- _EXTRACT_:
○ ○ ○
Dubai’s Emaar Properties surges to a 51-month high as upbeat research reports from international banks bolster sentiment for the Dubai Financial Market’s largest listed company.
Emaar climbs 5.7 percent to AED5.01, its highest finish since November 2008. In the more than four years since that peak, Dubai property prices have crashed, ravaging the sector and leading to a slew of cancelled or postponed projects.
Emaar has sought to offset this slump by diversifying into retail and hospitality and its shares are up 33.6 percent this year.
In a February 4 report, Bank of America Merrill Lynch gave Emaar a buy rating and a target price of AED5.3, while HSBC’s February 7 report gave the developer a target price of AED6 and an overweight rating.
“We continue to be surprised by the strength in the Dubai property market, on the residential, hotel, and retail side,” HSBC wrote. “Supply additions are still a concern but not as much as in the past.”
○ ○ ○
- _GIVEN MATERIAL_:
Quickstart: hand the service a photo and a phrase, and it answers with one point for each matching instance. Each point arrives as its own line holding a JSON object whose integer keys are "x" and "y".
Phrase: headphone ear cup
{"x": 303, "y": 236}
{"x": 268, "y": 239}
○ ○ ○
- _TASK LIST_:
A) List every share price or target price given in dirhams (AED) in the Emaar article.
B) Please carry on the Emaar article from the end of its last sentence.

- _ANSWERS GIVEN_:
A) AED5.01, AED5.3, AED6

B)
Traders say these reports have helped buoy sentiment for Emaar, with property prices also bottoming out and even increasing in some districts after declines of about 60 percent from their 2008 peaks.
Investors also seem to have shrugged off the Emaar’s 28 percent drop in fourth-quarter profit.
Emirates NBD, Dubai’s top bank by market value, rises 1.6 percent, while builder Arabtec adds 2 percent.
Shuaa Capital falls 1.6 percent after it reported a narrowing fourth-quarter loss.
Dubai’s index climbs 2.2 percent to 1,900 points – its highest finish since November 30, 2009 – to be up 17.1 percent this year. The benchmark now has a relative strength index reading of 75.2, with a value above 70 typically indicating it is overbought.
In Abu Dhabi, the measure falls 0.5 percent to 2,894 points, easing from Thursday’s 34-month high.
More than 386m shares change hands, the highest total in at least two years, although nearly half of this trading is in RAK Properties, which surges 7.8 percent to AED0.55.
RAK Properties is not among Abu Dhabi’s 30 largest companies by market value and tends to be a target for retail investors, who try to make a profit on small price movements.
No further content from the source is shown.